··· Excerpted records

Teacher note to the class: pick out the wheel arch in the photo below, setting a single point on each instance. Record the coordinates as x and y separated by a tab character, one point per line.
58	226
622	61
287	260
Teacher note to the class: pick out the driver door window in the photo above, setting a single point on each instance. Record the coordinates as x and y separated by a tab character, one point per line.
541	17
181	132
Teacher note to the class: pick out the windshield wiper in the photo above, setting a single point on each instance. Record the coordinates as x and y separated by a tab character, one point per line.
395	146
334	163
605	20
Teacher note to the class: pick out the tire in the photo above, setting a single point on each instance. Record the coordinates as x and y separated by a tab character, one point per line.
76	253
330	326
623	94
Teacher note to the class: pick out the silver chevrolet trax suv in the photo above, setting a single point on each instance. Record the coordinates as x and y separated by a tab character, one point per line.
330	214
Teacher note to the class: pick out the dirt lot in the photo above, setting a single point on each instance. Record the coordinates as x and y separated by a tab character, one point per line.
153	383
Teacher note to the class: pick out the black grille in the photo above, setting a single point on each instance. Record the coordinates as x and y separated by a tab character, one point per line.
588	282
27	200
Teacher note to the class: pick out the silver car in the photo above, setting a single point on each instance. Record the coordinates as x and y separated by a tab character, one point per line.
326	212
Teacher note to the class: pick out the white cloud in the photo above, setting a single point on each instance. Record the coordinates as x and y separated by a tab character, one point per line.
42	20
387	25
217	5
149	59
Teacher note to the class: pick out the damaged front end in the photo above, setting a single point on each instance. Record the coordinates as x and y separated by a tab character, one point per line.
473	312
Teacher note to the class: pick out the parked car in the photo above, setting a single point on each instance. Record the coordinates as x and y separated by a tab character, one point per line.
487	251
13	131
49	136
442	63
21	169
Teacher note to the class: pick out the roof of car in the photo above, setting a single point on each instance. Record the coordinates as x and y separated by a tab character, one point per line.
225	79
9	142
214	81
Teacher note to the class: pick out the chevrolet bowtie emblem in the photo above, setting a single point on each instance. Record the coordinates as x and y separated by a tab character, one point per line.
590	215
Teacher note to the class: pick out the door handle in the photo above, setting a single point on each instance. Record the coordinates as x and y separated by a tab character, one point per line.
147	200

······

**Short problem:**
Rewrite every one of the records above, putting "comma" wherever "tab character" appears and keeping everything else the same.

**Answer to the problem:**
Teacher note to the class: pick out the wheel arch in the photo below, setting a single point on each instance. Record the coordinates as x and y separated by a comma, one point per line.
58	226
622	61
287	260
Teacher note to the class: pick out the driver door window in the photo above, setting a single point on each instance. Record the coordinates as x and y separated by a comma, one point per line.
541	17
181	132
Teacher note to the class: pick out the windshield wiper in the photo above, setting a single point on each instance. Record the coordinates as x and y separated by a comma, one point per line.
395	146
334	163
605	20
Teacher note to the class: pick out the tire in the photo above, setting a single point on each instance. Record the coordinates as x and y separated by a comma, one point per line.
76	253
330	326
623	94
Teacher note to the class: pick out the silver chevrolet trax suv in the photo above, setting a single point on each instance. Record the coordinates as x and y separated by a comma, one point per line.
330	214
Teacher note to the class: pick out the dirt lot in the photo above, setting a single point on each instance. Record the coordinates as x and y separated by a comma, one point per line.
153	383
Teacher note to the class: pick out the black grille in the photo above, setting a single point on each instance. Record the coordinates as x and y separated by a comma, one point per line.
588	282
27	200
Teacher note to the class: pick out the silver car in the photo above, setting a single point on each instance. Record the coordinates as x and y separated by a comma, one point per line.
326	212
Teacher note to the class: pick out the white cloud in the photo above, setting a single point on each instance. Record the coordinates as x and y separated by a comma, one point per line.
42	20
387	25
217	5
149	59
Teacher note to the class: pick out the damaged front end in the photo above, setting a single point on each instance. Record the coordinates as x and y separated by a comma, one point per line.
473	312
Teacher note to the class: pick out the parked car in the photo above, setting a single point on each instance. Record the coordinates as x and y separated by a comma, one point per line.
487	251
13	131
49	136
442	63
21	169
Teacher note to the class: pick out the roof of car in the photo above, setting a single point on each instance. Record the coordinates as x and y separated by a comma, one point per line.
225	79
9	142
214	81
Teacher note to the class: pick out the chevrolet bowtie emblem in the photo above, setting a single point on each instance. Record the coordinates as x and y separated by a comma, one point per line.
590	215
Teacher note to the class: pick out the door handle in the photo above, setting a single point on each instance. Record the coordinates as x and y separated by a comma, one point per line.
147	200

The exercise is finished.